THE TASK:
Select every line in the entries below that contains the word "Trace", and copy each one.

PROVIDED DATA:

----

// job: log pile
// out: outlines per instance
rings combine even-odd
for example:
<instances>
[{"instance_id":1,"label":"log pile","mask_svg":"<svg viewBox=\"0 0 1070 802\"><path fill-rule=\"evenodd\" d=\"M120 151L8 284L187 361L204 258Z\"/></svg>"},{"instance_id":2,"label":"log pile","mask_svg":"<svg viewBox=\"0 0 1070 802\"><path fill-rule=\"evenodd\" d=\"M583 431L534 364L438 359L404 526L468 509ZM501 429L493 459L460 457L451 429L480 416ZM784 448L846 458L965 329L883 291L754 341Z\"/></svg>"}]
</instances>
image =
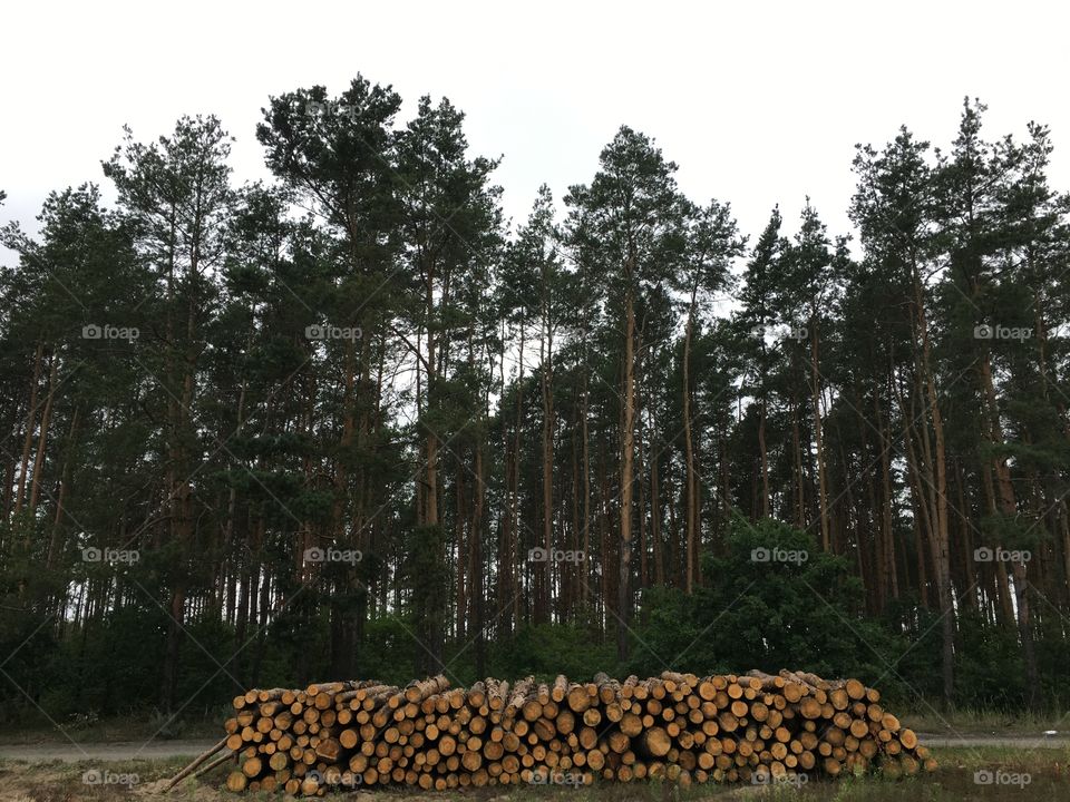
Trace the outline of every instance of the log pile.
<instances>
[{"instance_id":1,"label":"log pile","mask_svg":"<svg viewBox=\"0 0 1070 802\"><path fill-rule=\"evenodd\" d=\"M445 791L650 777L690 785L933 771L917 736L879 702L857 679L788 671L255 689L234 698L226 737L171 786L227 760L236 761L231 791L307 796L402 784Z\"/></svg>"}]
</instances>

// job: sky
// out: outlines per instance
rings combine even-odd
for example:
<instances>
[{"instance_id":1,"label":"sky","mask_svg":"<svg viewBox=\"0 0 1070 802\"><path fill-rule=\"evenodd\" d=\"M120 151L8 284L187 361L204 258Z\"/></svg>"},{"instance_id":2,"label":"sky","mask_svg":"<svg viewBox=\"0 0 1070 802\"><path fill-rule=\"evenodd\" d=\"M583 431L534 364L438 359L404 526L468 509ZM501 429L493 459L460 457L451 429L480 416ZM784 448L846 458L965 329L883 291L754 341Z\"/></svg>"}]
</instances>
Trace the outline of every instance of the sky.
<instances>
[{"instance_id":1,"label":"sky","mask_svg":"<svg viewBox=\"0 0 1070 802\"><path fill-rule=\"evenodd\" d=\"M506 216L539 184L587 183L626 124L679 166L691 199L732 204L757 238L774 204L795 231L809 195L847 233L856 143L907 125L955 135L965 96L989 138L1052 129L1052 184L1070 189L1070 7L1056 2L51 2L0 14L0 222L30 232L52 189L95 182L129 125L148 141L183 114L236 138L241 183L266 178L268 98L358 72L405 99L449 97L473 153L504 156ZM0 263L11 264L10 252Z\"/></svg>"}]
</instances>

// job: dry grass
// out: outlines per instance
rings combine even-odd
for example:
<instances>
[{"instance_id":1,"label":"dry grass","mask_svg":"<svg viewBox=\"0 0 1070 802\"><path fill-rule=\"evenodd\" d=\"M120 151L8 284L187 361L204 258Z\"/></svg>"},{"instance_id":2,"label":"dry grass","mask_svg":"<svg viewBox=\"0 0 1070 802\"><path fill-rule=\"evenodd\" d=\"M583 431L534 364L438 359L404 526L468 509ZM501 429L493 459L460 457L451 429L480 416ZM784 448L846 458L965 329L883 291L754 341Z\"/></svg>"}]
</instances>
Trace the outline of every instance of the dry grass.
<instances>
[{"instance_id":1,"label":"dry grass","mask_svg":"<svg viewBox=\"0 0 1070 802\"><path fill-rule=\"evenodd\" d=\"M836 782L814 781L800 788L770 789L752 785L703 785L678 790L654 783L605 783L592 788L522 786L476 791L425 793L411 790L367 791L339 794L340 802L699 802L700 800L758 800L761 802L965 802L1005 800L1050 802L1070 799L1070 749L944 749L934 750L941 767L934 774L889 781L879 776L848 777ZM107 766L88 763L0 763L0 802L235 802L239 798L220 790L224 769L202 781L186 781L164 796L164 781L181 767L182 761L126 761ZM137 782L86 784L87 771L109 771L114 775L137 775ZM1003 780L1029 775L1028 784L977 784L976 772L1002 772ZM245 800L282 802L282 794L245 794ZM331 798L328 798L331 799Z\"/></svg>"}]
</instances>

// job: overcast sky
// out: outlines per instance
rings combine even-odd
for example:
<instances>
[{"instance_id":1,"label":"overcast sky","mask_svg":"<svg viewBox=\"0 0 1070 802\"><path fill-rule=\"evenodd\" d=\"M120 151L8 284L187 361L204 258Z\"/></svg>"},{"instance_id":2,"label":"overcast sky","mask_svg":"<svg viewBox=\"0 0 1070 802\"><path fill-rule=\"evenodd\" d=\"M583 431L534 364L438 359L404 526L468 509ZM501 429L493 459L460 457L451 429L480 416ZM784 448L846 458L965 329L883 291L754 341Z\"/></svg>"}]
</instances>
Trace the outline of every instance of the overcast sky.
<instances>
[{"instance_id":1,"label":"overcast sky","mask_svg":"<svg viewBox=\"0 0 1070 802\"><path fill-rule=\"evenodd\" d=\"M87 180L111 198L99 163L121 126L149 140L182 114L217 115L236 179L264 177L268 97L337 95L357 72L393 85L402 119L424 94L463 109L474 153L505 156L515 221L541 183L561 198L588 182L626 123L692 199L731 202L751 241L775 203L794 231L807 194L845 232L855 143L905 123L946 145L965 95L989 105L990 138L1049 124L1052 179L1070 189L1068 16L1021 0L14 2L0 17L0 221L36 231L49 190Z\"/></svg>"}]
</instances>

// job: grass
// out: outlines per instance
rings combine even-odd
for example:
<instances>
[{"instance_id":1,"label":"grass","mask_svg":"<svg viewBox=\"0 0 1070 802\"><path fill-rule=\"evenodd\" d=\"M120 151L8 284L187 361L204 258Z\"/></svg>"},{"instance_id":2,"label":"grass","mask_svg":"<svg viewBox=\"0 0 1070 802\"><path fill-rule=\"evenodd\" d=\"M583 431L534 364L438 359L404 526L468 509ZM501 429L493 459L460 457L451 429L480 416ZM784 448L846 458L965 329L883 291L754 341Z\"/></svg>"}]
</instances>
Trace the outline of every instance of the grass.
<instances>
[{"instance_id":1,"label":"grass","mask_svg":"<svg viewBox=\"0 0 1070 802\"><path fill-rule=\"evenodd\" d=\"M1056 730L1061 735L1070 734L1070 712L1030 713L993 710L940 711L926 707L899 716L904 726L916 732L944 735L1042 735Z\"/></svg>"},{"instance_id":2,"label":"grass","mask_svg":"<svg viewBox=\"0 0 1070 802\"><path fill-rule=\"evenodd\" d=\"M940 769L906 780L885 780L876 775L813 781L799 788L752 785L702 785L674 789L658 783L604 783L591 788L489 788L475 791L425 793L407 789L337 795L339 802L700 802L701 800L758 800L760 802L959 802L966 800L1006 800L1050 802L1070 799L1070 749L1018 750L1006 747L936 749ZM220 790L225 771L214 772L206 782L186 781L167 796L160 793L163 781L181 767L181 760L120 761L106 766L93 763L0 762L0 799L7 802L105 802L159 798L174 802L235 802L237 798ZM93 785L82 781L88 771L108 771L113 775L137 775L133 785ZM977 784L979 772L1000 776L1001 784ZM1029 782L1024 783L1024 775ZM1018 784L1005 781L1019 777ZM282 794L245 794L257 802L282 802ZM328 798L330 799L330 798Z\"/></svg>"},{"instance_id":3,"label":"grass","mask_svg":"<svg viewBox=\"0 0 1070 802\"><path fill-rule=\"evenodd\" d=\"M212 710L204 716L168 721L156 712L129 714L100 720L57 721L45 718L26 722L19 727L0 730L0 744L45 744L45 743L114 743L121 741L148 741L169 739L218 739L221 722L233 711Z\"/></svg>"}]
</instances>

----

OUTPUT:
Trace the outline of every instance of the log pile.
Trace the outline of every instance of the sky.
Trace the outline of every instance of the dry grass.
Trace the outline of every instance of the overcast sky.
Trace the outline of every instance of the grass.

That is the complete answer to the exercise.